>>>

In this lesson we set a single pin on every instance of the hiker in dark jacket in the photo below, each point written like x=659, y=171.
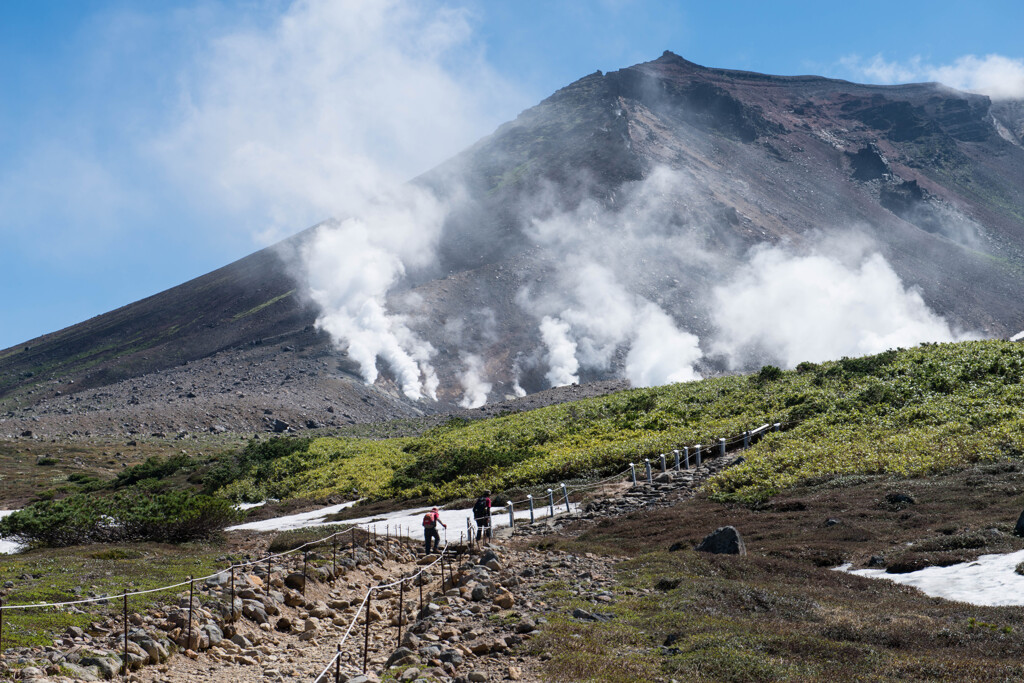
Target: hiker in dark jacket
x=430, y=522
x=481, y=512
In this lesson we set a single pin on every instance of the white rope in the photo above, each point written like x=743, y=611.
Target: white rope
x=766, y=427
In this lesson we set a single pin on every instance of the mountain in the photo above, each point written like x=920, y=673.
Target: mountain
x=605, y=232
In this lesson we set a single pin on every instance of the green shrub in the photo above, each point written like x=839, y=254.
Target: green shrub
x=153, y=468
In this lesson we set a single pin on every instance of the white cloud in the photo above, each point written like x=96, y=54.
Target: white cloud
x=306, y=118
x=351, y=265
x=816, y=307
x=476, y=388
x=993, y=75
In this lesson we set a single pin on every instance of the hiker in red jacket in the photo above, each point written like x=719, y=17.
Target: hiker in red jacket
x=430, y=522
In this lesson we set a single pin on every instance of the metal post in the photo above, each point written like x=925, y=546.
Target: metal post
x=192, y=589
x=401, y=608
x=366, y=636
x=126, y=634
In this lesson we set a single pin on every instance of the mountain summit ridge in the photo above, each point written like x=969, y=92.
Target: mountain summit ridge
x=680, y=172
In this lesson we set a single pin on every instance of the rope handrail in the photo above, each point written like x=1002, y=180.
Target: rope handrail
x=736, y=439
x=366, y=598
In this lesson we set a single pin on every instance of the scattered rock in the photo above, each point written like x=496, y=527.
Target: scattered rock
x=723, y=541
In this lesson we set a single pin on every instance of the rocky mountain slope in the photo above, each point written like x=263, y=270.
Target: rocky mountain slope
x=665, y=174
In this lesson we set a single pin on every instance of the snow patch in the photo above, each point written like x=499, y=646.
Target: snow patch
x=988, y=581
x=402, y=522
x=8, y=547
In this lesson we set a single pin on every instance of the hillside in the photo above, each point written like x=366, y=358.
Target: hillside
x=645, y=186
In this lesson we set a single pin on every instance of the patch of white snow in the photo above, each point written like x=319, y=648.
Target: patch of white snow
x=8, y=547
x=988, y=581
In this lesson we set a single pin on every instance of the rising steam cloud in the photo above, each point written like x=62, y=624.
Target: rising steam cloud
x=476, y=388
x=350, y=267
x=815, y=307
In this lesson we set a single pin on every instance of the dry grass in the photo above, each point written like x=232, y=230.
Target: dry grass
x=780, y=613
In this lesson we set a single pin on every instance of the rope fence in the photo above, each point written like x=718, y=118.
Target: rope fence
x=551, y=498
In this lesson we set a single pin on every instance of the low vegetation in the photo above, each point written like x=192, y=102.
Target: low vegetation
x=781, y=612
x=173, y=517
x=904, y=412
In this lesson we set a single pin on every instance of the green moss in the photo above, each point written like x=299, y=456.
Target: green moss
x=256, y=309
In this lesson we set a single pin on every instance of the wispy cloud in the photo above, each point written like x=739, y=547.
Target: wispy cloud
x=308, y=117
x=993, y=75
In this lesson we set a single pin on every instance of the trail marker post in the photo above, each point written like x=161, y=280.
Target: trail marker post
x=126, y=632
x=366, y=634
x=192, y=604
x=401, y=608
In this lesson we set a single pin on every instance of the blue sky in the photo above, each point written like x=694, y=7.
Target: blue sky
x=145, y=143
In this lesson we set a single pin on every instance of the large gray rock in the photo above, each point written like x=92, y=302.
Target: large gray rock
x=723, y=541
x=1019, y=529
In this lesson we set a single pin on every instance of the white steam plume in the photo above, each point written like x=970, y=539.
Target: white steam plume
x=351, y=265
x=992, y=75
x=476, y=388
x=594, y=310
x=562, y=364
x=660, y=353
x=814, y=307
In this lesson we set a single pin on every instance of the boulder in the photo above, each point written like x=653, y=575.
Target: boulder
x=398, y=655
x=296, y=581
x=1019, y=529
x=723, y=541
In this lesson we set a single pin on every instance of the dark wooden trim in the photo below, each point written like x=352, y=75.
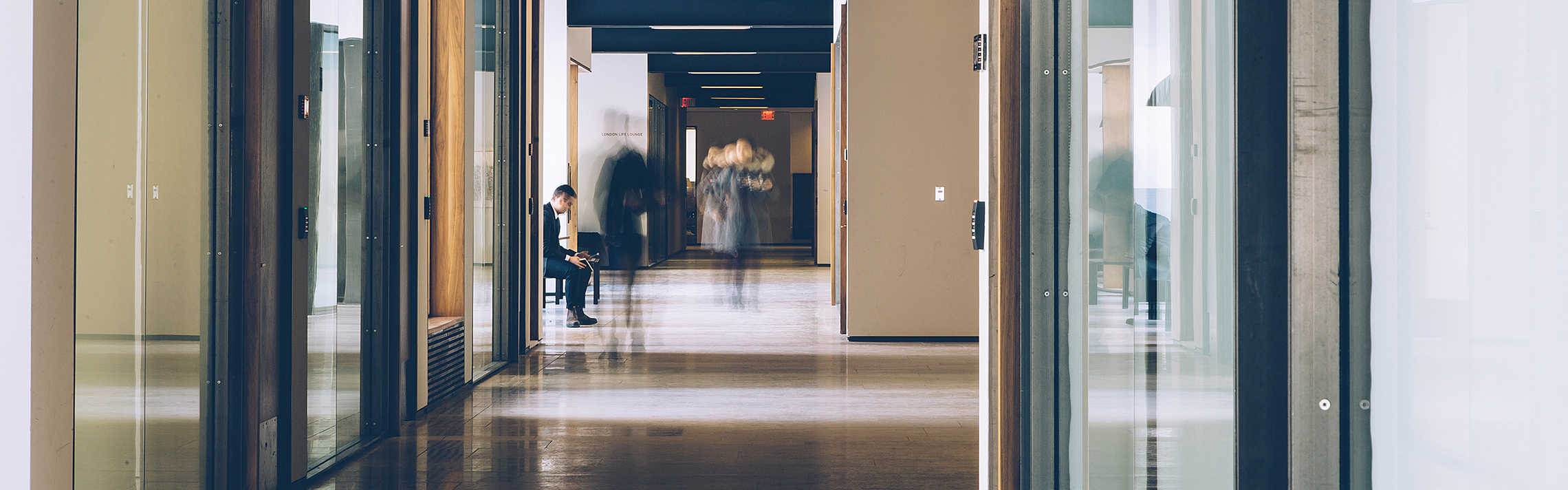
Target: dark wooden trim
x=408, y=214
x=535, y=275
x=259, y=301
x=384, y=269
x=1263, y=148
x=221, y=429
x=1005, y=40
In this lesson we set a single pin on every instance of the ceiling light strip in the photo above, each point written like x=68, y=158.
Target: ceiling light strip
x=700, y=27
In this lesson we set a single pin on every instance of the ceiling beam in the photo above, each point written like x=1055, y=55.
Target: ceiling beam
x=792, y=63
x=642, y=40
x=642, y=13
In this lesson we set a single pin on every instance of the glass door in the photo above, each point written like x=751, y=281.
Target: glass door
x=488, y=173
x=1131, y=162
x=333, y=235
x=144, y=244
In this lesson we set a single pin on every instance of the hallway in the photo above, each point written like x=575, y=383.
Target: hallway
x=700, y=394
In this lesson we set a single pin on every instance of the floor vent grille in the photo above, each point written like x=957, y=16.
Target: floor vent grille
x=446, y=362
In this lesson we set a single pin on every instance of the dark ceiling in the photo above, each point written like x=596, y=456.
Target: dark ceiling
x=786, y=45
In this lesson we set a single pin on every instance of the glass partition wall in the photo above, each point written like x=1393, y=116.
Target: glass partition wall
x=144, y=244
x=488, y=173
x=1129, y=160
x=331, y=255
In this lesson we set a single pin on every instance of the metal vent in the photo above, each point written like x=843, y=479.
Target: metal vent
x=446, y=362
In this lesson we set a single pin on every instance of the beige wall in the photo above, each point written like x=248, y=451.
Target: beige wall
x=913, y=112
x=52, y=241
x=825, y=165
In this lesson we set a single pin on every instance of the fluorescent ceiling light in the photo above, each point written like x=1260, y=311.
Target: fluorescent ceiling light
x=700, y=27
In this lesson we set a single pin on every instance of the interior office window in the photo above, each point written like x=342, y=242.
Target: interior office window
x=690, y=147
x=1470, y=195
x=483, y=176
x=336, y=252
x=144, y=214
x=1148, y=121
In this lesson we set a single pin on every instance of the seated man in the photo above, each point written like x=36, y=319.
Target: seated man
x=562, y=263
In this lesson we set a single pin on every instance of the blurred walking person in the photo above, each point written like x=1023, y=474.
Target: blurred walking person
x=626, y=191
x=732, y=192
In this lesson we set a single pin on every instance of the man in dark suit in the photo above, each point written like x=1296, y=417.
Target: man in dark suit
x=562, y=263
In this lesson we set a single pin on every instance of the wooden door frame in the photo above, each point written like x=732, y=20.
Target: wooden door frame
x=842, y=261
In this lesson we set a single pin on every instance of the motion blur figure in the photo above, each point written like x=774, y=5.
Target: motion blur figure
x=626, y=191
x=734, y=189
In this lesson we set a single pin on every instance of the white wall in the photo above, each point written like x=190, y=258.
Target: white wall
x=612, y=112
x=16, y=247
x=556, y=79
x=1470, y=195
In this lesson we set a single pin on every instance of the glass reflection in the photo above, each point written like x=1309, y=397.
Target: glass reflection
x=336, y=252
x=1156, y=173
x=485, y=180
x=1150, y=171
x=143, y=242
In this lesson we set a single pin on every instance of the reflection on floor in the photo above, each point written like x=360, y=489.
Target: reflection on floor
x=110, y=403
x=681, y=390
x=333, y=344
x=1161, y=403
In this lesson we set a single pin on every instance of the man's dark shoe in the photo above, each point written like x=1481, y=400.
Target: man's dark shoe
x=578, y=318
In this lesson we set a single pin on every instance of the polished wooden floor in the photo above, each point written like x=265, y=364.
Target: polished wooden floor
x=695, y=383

<<<

Work instruction: Each line holding the word "below" must be pulled from the records.

Result for this task:
In this lesson we set a single pin on every instance of the hiker in dark jacket in the photo below, each point written like x=659, y=171.
In this lesson we set a single pin on every instance of the dark wooden trim in the photo below, each point written like x=352, y=75.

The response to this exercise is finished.